- **Exercise description**
How would you render this sentence from the text on countermeasures against North Korea and China in Spanish: "Biden held a joint press conference after the meeting with Japanese Prime Minister Kishida."?

- **Document text**
========

3-2. Strengthened countermeasures against threats from North Korea and China
The activities in May reinforced the countermeasures against security threats from North Korea and China. On Northeast Asian security, the U.S.-Korea Leaders’ Joint Statement reveals for the first time that “the U.S. will use all of its defensive forces, including nuclear weapons, to defend South Korea against the threat of a nuclear attack by North Korea.” In the U.S.-Japan Leaders’ Joint Statement, Biden also reaffirmed the U.S. security commitment to Japan and said he would use all military power, including nuclear weapons, to assist in Japan’s defense.
Regarding the Taiwan Strait situation, the joint statement by the leaders of the U.S. and Japan reaffirmed the importance of peace and stability in the Taiwan Strait as an indispensable element of peace and prosperity for the international community. In addition to asserting the importance of maintaining peace and stability in the Taiwan Strait, the U.S. and Korean leaders added, “peace and stability in the Taiwan Strait is an essential element for the security and prosperity of the Indo-Pacific” in their joint statement. Biden held a joint press conference after the meeting with Japanese Prime Minister Kishida. When asked by the media whether the U.S. would intervene militarily if the same situation occurred in Taiwan as in Ukraine, Biden replied, “Yes...that’s the promise we’ve made.” Although the White House later clarified again that U.S.’s China policy remained unchanged, this was the third time Biden has made a clear statement on the issue since taking office. The reasons for this attitude are intriguing.
The Quad Joint Statement proposes the Indo-Pacific Partnership for Maritime Domain Awareness (IPMDA) on maritime security in Southeast Asia. The partnership aims to share commercial information, track illegal maritime events, and establish a “common operational picture” through digital technology, satellite technology, and information sharing to counter the threat of Chinese maritime militias and prevent grey zone conflicts.” This is the first time that the U.S., Japan, Australia, and India have responded to the threat of a Chinese maritime militia with concrete measures. In his speech on China policies, Blinken also emphasized that through IPMDA regional partners can better monitor coastal waters, address illegal fishing, and protect their sovereignty and maritime rights. The US-ASEAN Special Summit Fact Sheet also states that the U.S. will spend $60 million to promote maritime security cooperation and deploy a U.S. Coast Guard (USCG) patrol vessel to Southeast Asia and Oceania to conduct security cooperation and training.

========

- **Excerpted records**
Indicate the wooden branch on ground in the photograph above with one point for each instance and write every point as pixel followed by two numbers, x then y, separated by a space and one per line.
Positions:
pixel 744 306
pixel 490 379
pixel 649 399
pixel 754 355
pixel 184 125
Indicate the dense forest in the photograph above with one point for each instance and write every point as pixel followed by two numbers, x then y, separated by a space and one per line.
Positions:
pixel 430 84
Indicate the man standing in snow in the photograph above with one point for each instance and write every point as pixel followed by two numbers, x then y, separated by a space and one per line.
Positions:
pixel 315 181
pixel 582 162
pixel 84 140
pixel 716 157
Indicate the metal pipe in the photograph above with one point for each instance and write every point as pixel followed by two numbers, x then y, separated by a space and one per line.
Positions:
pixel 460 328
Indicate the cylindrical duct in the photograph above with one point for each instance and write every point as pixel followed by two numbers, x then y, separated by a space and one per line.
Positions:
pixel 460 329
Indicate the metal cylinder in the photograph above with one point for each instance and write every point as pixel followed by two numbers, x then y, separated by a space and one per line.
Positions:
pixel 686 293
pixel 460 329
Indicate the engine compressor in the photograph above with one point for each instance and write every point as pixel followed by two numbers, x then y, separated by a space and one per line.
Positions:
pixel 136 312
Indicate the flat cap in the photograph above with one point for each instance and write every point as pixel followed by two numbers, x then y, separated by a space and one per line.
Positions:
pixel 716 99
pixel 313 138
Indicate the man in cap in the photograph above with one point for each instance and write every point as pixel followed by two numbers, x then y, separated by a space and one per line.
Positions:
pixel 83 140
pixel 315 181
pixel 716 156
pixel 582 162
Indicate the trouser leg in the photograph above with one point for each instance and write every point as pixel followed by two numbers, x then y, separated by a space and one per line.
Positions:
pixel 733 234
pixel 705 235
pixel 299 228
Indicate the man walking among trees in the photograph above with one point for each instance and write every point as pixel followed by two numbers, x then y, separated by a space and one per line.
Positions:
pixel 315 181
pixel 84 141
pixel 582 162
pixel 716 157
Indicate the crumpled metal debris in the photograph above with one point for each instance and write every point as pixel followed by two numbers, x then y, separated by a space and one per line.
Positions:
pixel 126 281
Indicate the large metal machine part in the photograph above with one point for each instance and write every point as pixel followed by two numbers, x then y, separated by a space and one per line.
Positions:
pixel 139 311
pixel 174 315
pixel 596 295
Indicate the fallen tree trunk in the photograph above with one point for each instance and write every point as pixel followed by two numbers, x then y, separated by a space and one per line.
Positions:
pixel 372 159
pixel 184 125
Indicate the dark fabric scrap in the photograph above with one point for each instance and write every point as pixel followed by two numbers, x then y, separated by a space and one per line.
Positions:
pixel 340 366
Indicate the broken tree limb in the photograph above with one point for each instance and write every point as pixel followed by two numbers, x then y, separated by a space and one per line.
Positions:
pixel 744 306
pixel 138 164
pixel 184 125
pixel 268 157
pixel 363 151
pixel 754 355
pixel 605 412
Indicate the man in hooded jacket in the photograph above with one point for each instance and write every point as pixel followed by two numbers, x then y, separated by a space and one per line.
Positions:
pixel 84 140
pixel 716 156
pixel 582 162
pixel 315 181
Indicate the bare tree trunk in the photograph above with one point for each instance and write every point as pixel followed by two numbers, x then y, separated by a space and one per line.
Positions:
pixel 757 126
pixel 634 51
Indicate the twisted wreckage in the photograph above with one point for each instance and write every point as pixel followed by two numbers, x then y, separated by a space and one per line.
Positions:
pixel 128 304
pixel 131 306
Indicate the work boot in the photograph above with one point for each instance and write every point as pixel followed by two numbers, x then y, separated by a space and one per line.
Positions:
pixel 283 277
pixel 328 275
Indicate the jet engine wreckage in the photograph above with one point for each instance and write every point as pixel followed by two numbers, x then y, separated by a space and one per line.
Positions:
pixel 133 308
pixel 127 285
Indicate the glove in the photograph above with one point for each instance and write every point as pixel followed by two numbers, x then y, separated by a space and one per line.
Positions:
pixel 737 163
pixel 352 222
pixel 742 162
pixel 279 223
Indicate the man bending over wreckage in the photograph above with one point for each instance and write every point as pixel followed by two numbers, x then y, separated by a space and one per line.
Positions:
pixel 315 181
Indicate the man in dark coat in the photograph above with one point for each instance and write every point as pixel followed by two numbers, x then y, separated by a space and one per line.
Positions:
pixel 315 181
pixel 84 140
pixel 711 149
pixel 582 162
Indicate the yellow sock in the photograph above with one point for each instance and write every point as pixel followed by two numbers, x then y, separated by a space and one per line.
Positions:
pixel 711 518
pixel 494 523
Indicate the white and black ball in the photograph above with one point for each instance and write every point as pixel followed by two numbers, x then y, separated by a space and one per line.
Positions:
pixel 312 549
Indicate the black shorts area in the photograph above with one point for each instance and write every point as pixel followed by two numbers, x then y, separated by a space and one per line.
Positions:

========

- **Finished exercise**
Biden celebró una rueda de prensa conjunta después de la reunión con el primer ministro japonés, Kishida.